▸ AVAILABLE DATA
----------

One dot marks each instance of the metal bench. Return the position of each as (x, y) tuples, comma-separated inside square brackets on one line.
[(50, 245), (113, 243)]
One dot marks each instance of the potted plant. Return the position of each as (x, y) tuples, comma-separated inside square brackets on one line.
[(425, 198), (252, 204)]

----------

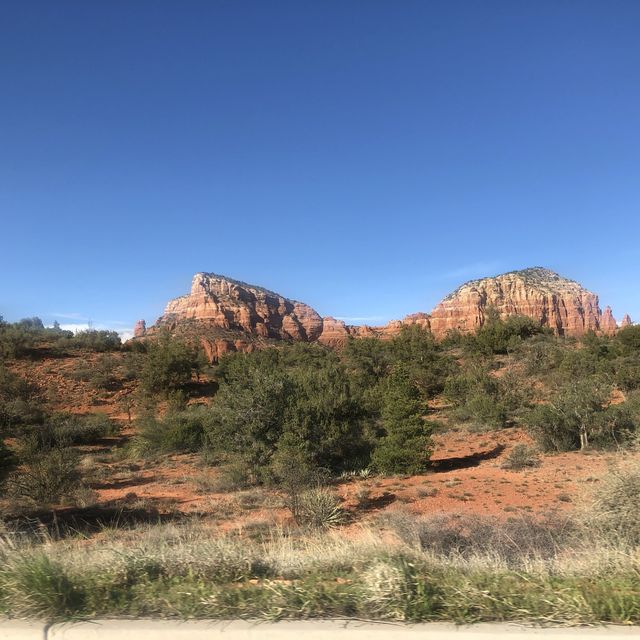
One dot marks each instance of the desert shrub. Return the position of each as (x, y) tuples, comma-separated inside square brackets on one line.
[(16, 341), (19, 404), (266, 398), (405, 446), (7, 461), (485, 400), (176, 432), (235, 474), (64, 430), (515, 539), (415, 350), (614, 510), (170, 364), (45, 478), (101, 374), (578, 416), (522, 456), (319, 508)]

----------

▸ TASK OBJECTIVE
Repeat the stretch of the material from the line containing "One dot marks each instance of the potted" through the line containing "[(425, 198), (252, 204)]", both ends included, and nothing else.

▸ THE RESPONSE
One dot marks each instance of the potted plant. Return the position of each as (x, y) tuples, comma-separated inside square brackets on one line.
[(425, 198), (252, 204)]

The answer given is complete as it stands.